● **REQUIRED WORK**: Please write out the part of the lockdown passage that opens with the words containing "I have been" and closes with "only dimly aware.", copying it word for word.

Everything has changed, except for the things that haven't, and the collision of old and new reality is producing all sorts of unexpected challenges. When the lockdown was first announced, my partner, R, and I felt fairly calm about the prospect, reflecting that we have been in inadvertent training for just such an outlandish event for some time.
I have been working from home for decades, and a few years ago R also set up an office in our living-room. Since then we have become adept at sharing the space in a moderately sized apartment; but the intensity of this new confinement has turned an exposing spotlight on differences that once seemed trivial, or of which we were only dimly aware.
A couple of weeks ago, our dishwasher broke down: a very minor problem, or so it seemed. I grew up in a household with an austere minimum of labour-saving appliances - just an unwieldy upright vacuum cleaner and an ancient twintub washing machine - so analogue washing-up holds no terrors for me. R gamely volunteered to take his turn at the sink - at which point the first cracks in our domestic unity began to appear.
While I follow the dishwashing protocols I learnt at my mother's knee - glasses first, then cutlery, then china, then saucepans, with a good deal of pre- and post-wash rinsing - R approaches the task in a style that presumably evolved during his student years. He heaves everything into the sink at the same time, swilling plates and frying pans indiscriminately in a liquid that gradually comes to resemble a nourishing soup, with odd bits of whatever we had for dinner floating in a murky greyish emulsion. If the virus doesn't get us, I reflect, botulism probably will. But I'm reluctant to undermine the admirable principle of housework-sharing, so the thought remains, for now, unspoken.

● **INPUT DATA**:
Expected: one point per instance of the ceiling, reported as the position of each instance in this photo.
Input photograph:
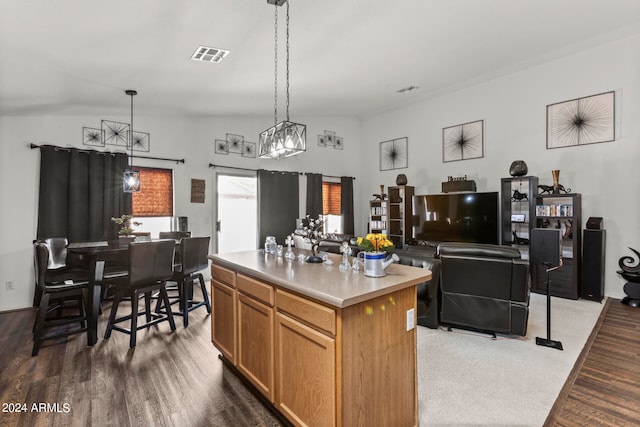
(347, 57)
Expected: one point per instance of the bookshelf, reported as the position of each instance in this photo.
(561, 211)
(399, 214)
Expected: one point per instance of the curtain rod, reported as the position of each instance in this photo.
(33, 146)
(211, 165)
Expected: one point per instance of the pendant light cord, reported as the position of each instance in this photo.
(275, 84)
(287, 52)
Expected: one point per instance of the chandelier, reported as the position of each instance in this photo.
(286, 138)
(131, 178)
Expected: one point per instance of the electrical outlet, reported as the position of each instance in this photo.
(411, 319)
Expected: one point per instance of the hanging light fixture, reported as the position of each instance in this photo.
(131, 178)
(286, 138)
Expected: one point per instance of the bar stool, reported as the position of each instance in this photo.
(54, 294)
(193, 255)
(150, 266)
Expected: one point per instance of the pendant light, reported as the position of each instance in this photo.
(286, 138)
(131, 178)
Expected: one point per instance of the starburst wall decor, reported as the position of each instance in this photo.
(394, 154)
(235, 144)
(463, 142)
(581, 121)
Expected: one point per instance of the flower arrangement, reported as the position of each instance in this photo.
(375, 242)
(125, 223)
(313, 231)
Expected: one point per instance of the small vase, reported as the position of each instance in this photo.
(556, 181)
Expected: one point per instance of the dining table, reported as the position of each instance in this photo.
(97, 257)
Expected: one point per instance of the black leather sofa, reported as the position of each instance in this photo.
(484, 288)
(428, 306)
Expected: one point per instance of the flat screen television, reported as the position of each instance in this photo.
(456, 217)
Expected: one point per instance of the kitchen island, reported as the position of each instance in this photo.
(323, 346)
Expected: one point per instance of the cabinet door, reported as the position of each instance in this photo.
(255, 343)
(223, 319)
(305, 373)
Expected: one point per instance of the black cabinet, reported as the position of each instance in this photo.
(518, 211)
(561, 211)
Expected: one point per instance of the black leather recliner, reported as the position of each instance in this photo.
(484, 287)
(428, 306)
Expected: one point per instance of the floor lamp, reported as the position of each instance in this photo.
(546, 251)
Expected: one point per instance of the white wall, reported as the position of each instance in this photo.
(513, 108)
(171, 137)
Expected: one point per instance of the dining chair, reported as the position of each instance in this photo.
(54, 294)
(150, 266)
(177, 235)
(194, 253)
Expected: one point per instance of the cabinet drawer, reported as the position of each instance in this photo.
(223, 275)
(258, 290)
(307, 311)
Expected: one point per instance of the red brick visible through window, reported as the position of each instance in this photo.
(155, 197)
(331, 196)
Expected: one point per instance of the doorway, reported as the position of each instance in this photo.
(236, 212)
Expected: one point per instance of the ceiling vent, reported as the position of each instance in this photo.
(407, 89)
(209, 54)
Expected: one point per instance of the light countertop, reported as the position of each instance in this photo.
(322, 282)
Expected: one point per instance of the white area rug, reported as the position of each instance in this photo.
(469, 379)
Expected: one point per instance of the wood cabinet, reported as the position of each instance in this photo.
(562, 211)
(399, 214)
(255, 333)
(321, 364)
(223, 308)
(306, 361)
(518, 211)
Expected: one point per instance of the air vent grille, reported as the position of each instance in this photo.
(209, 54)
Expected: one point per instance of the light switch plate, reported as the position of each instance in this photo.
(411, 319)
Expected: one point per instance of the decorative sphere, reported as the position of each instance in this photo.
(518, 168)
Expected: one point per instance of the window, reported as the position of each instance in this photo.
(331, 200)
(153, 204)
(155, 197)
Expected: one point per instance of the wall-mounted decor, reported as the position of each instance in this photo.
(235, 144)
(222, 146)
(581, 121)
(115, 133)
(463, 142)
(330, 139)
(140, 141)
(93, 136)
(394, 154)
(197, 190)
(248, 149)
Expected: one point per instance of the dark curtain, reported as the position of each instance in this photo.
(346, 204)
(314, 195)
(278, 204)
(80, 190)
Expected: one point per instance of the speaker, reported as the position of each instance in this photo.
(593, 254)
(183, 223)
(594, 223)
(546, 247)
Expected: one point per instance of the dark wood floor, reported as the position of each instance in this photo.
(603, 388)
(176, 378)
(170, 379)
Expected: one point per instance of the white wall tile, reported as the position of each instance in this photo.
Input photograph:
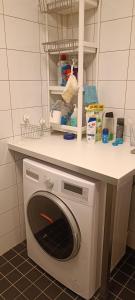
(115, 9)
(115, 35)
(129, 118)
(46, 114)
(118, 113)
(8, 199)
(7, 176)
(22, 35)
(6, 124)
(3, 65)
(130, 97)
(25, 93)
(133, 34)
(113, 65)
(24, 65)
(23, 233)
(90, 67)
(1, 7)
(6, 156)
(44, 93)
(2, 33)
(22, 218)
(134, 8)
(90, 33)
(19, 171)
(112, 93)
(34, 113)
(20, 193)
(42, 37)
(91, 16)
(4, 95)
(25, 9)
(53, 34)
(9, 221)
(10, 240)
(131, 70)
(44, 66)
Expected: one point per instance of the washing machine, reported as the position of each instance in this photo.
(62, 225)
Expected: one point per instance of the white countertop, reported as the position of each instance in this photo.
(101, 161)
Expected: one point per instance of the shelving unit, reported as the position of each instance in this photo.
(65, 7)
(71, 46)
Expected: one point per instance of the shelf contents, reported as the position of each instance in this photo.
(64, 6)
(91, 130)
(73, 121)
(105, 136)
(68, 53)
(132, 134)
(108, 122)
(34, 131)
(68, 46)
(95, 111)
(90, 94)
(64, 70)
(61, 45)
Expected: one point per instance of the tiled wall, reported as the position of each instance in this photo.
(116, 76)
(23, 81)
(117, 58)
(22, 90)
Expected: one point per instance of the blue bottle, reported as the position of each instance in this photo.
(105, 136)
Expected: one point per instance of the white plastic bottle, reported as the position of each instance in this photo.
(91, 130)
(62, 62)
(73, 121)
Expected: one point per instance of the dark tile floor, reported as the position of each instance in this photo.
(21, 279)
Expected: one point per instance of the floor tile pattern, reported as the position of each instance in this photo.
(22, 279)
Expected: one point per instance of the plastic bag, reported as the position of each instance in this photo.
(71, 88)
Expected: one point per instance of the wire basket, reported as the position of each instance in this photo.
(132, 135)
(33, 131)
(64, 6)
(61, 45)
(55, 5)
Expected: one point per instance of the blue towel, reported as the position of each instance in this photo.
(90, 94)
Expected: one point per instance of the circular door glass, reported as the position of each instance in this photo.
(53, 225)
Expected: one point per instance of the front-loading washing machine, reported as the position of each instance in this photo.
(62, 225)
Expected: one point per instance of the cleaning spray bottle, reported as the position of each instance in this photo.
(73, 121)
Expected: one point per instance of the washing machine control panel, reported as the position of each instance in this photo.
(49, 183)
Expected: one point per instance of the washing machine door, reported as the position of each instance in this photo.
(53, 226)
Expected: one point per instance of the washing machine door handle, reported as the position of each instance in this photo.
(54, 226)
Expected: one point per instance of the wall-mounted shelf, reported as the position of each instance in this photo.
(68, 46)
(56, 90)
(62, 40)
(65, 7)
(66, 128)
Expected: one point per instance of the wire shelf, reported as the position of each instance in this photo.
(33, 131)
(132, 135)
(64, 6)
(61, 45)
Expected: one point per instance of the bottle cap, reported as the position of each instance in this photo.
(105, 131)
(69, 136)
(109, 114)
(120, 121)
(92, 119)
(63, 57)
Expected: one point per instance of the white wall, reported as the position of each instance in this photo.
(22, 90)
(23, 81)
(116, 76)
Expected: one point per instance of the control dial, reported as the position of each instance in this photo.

● **TASK RESULT**:
I have been working from home for decades, and a few years ago R also set up an office in our living-room. Since then we have become adept at sharing the space in a moderately sized apartment; but the intensity of this new confinement has turned an exposing spotlight on differences that once seemed trivial, or of which we were only dimly aware.